**Work instruction**: For each entry below, write an exact copy and leave out the images.

**Input records**:
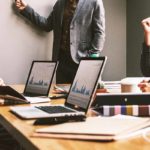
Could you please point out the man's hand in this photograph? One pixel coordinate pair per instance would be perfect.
(146, 27)
(20, 4)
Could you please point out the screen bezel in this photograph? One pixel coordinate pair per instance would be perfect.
(26, 93)
(103, 59)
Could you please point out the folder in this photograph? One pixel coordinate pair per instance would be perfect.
(95, 128)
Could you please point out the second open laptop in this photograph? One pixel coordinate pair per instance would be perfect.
(80, 95)
(37, 85)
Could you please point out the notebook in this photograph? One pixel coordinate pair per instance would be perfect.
(37, 86)
(80, 95)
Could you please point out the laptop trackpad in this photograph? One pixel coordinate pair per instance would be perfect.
(29, 112)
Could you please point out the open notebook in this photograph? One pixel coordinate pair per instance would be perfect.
(80, 95)
(97, 128)
(37, 86)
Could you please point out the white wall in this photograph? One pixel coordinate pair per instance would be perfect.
(21, 42)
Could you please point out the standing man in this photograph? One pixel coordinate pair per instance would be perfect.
(145, 56)
(79, 31)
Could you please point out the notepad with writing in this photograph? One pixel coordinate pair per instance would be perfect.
(95, 128)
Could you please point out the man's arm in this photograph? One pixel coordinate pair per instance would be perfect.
(42, 22)
(98, 28)
(145, 56)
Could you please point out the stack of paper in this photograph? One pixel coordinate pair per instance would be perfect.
(96, 128)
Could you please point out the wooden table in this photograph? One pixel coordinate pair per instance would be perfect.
(22, 131)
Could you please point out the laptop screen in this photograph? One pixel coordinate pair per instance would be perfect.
(85, 82)
(40, 78)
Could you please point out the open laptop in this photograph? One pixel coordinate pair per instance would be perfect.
(80, 95)
(37, 86)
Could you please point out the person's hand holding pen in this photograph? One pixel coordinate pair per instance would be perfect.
(144, 86)
(146, 27)
(20, 4)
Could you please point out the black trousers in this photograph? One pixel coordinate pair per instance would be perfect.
(66, 68)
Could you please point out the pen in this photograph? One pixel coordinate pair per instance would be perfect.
(58, 96)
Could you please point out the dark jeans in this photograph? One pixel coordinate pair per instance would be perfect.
(66, 69)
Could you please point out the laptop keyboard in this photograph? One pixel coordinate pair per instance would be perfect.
(54, 109)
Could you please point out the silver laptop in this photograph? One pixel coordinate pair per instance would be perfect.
(80, 95)
(37, 86)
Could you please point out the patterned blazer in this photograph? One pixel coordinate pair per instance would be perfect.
(87, 28)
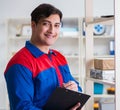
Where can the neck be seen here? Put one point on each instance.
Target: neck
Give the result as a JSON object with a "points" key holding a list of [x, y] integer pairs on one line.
{"points": [[42, 48]]}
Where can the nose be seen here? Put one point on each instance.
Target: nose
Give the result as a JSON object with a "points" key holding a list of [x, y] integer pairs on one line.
{"points": [[51, 28]]}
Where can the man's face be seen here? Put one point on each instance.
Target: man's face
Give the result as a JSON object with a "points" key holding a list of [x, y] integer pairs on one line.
{"points": [[47, 30]]}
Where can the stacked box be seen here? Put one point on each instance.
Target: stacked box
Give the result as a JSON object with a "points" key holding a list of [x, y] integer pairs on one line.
{"points": [[104, 63]]}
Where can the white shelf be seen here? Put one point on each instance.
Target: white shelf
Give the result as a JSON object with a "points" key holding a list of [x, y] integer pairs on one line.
{"points": [[102, 81], [108, 20]]}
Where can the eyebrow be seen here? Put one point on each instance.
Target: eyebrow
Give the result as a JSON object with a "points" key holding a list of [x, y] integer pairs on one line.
{"points": [[50, 22]]}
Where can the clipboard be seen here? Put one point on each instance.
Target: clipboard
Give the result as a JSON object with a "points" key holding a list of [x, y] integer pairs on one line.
{"points": [[64, 99]]}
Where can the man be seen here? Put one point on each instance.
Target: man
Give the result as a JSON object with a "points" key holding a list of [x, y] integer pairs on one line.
{"points": [[36, 70]]}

**Exercise answer**:
Could you please point out the man's hand in this photograph? One pixel coordinate pair per instance would be perfect.
(146, 27)
(20, 4)
Could you please point out the screen bezel in this photograph? One pixel coordinate pair per instance would be perfect.
(26, 93)
(103, 59)
Could you please point out the folder in this photograph? One pixel coordinate pair per instance would be perfect.
(95, 128)
Could you please point out the second open laptop in this photograph? One pixel coordinate pair per instance would be perfect.
(80, 95)
(37, 85)
Could you please point out the notebook in this photograph? One pixel coordinate pair per instance would be perfect.
(37, 86)
(80, 95)
Could you please point out the laptop trackpad in this photograph? One pixel coordinate pair per instance would be perfect.
(29, 112)
Could you please point out the open notebook in this photograph? One pixel coordinate pair per instance would be perfect.
(80, 95)
(97, 128)
(37, 86)
Could you please point out the white wall in this photograph? One pixel coordinate pair per instance would be perfect.
(21, 42)
Could you please point out the standing man in this photograph? One pixel coordinate pair per instance would be perfect.
(145, 56)
(79, 31)
Could you please point out the notepad with writing in this photograph? One pixel coordinate pair per instance would be perfect.
(95, 128)
Could you please point out the man's arm in this photograph? One pixel coordinate pair per instance would be perfect.
(42, 22)
(98, 28)
(145, 56)
Could you please point out the stack of paper in this photograph? One pixel coordinate pair per instance would be perfect.
(96, 128)
Could you please point out the wooden table in this photograph? One pixel coordinate pair per instance would be perfect.
(22, 131)
Could you please point out the laptop screen in this photograph? One pixel coordinate pair per instance would be perfect.
(85, 82)
(40, 78)
Could you please point out the open laptop in this photograph? One pixel coordinate pair per instance would be perfect.
(80, 95)
(37, 86)
Could you please point out the person's hand holding pen in this photograph? One pixel coordinate pair per instance would be perfect.
(144, 86)
(146, 27)
(20, 4)
Could you please point out the black trousers in this photograph? One pixel coordinate pair per instance would be perfect.
(66, 68)
Could you please point out the pen in this photograph? One pixel coordinate pair per instance would be perfect.
(58, 96)
Could you please point out the dark jeans in this photograph? One pixel coordinate pair per instance would be perfect.
(66, 69)
Could you please point out the laptop keyboard in this photograph? One pixel coordinate pair per instance would be perfect.
(54, 109)
Could you please point out the silver laptop in this photograph? One pixel coordinate pair per instance would be perfect.
(80, 95)
(37, 86)
Could you please point out the patterned blazer in this photograph? One pixel coordinate pair per instance would be perfect.
(87, 28)
Where can the neck be seen here? Put one point on each instance.
Target: neck
Give the result as a JSON object with a "points" key holding a list of [x, y] integer pairs on one line.
{"points": [[42, 48]]}
Where can the nose be seen here? Put one point on each instance.
Target: nose
Give the result as a JSON object with a "points" key holding a list of [x, y] integer pairs on one line.
{"points": [[51, 28]]}
Where can the man's face be seen here? Put one point on each instance.
Target: man's face
Give the result as a JSON object with a "points" key holding a list of [x, y] integer pairs on one line.
{"points": [[47, 30]]}
Where can the stacked box be seen here? Put one point on each instance.
Target: stacked box
Give the result as a JSON object with a "points" key holding a list of [x, y] integer pairs on one line.
{"points": [[104, 63]]}
Where can the white shelf be seen here? Put one point on each instance.
Target: white shelf
Give the result as a JSON object with a "points" key holding a list of [x, y] integer pairs on one line.
{"points": [[102, 81], [108, 20]]}
Where can the eyebrow be seen here? Put one point on each instance.
Target: eyebrow
Give the result as a JSON object with a "points" key holding a list of [x, y] integer pairs on one line.
{"points": [[50, 22]]}
Where can the clipboard be seen here? Put one point on each instance.
Target: clipboard
Give the result as a JSON object with a "points" key holding a list of [x, y] integer pairs on one line.
{"points": [[64, 99]]}
Where can the man be seen here? Put one point on each instance.
Target: man
Give the result as a JSON object with a "points" key holding a list of [x, y] integer pairs on one line.
{"points": [[36, 70]]}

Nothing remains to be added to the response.